Written problem
Render all of the material below as a numbered list with one line per item, leaving out any blank lines.

_____

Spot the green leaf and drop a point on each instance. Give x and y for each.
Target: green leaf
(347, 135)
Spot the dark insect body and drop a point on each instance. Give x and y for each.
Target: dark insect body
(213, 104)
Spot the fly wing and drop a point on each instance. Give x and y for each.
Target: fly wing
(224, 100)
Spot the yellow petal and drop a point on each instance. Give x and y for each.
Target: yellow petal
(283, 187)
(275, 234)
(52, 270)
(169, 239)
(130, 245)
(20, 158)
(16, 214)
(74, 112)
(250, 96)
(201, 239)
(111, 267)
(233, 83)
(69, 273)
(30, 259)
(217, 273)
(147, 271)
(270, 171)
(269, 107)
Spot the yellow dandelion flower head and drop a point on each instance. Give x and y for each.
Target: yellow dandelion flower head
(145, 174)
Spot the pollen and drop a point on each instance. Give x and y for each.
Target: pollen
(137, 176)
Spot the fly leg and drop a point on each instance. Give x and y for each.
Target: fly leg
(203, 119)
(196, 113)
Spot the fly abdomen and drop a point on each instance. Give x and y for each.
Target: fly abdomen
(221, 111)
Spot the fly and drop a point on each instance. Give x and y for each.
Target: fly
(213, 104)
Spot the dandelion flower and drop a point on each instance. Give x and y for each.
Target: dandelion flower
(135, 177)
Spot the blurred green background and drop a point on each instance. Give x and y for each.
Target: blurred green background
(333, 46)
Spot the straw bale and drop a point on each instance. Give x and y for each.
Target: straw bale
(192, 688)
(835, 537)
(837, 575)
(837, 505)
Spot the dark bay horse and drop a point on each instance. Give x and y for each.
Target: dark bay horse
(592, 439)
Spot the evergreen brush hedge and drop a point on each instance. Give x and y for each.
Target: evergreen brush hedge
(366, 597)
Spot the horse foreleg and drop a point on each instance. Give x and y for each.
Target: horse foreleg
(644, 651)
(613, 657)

_____

Written solution
1. Spot the green leaf and drop a point on each instance. Give x and y for each.
2. Target: green leaf
3. (347, 135)
4. Spot the dark insect body and drop a point on each instance. Give x and y for each.
5. Target: dark insect body
6. (213, 104)
7. Spot the fly wing and drop a point on each instance. Give x and y for each.
8. Target: fly wing
9. (224, 100)
10. Spot the yellow petal and drop a point on each instance. Give x and y for each.
11. Target: yellow petal
12. (283, 187)
13. (275, 234)
14. (52, 270)
15. (169, 239)
16. (130, 245)
17. (20, 158)
18. (16, 214)
19. (74, 112)
20. (250, 96)
21. (201, 239)
22. (111, 267)
23. (233, 83)
24. (69, 273)
25. (30, 259)
26. (217, 273)
27. (147, 271)
28. (270, 171)
29. (269, 107)
30. Spot the yellow dandelion flower head and drop a point on each instance. Give x and y for each.
31. Target: yellow dandelion flower head
32. (145, 174)
33. Spot the pollen and drop a point on each instance. Give x and y for each.
34. Target: pollen
35. (137, 176)
36. Spot the fly leg and drop a point on each instance. Give x and y for each.
37. Target: fly leg
38. (203, 119)
39. (196, 113)
40. Spot the fly abdomen and drop a point on each instance. Give x and y for each.
41. Target: fly abdomen
42. (221, 111)
43. Spot the fly and drop a point on each instance. Give x and y for each.
44. Target: fly
45. (213, 104)
46. Spot the dandelion flower and drop a point on each instance. Give x and y for each.
47. Target: dandelion flower
48. (135, 177)
49. Spot the blurred green background and drop a point on each instance. Give x and y for each.
50. Target: blurred green background
51. (333, 46)
52. Spot the straw bale and drop a point on each instance. Give x and y for each.
53. Target: straw bale
54. (192, 688)
55. (835, 537)
56. (837, 575)
57. (837, 505)
58. Spot the dark bay horse and drop a point on each instance. Give x and y for each.
59. Target: dark bay horse
60. (592, 439)
61. Spot the evergreen brush hedge and drop a point on each instance. Give x and y for each.
62. Target: evergreen brush hedge
63. (366, 597)
64. Spot the horse foreleg and drop a point on each instance. Give x and y for each.
65. Target: horse foreleg
66. (644, 651)
67. (613, 657)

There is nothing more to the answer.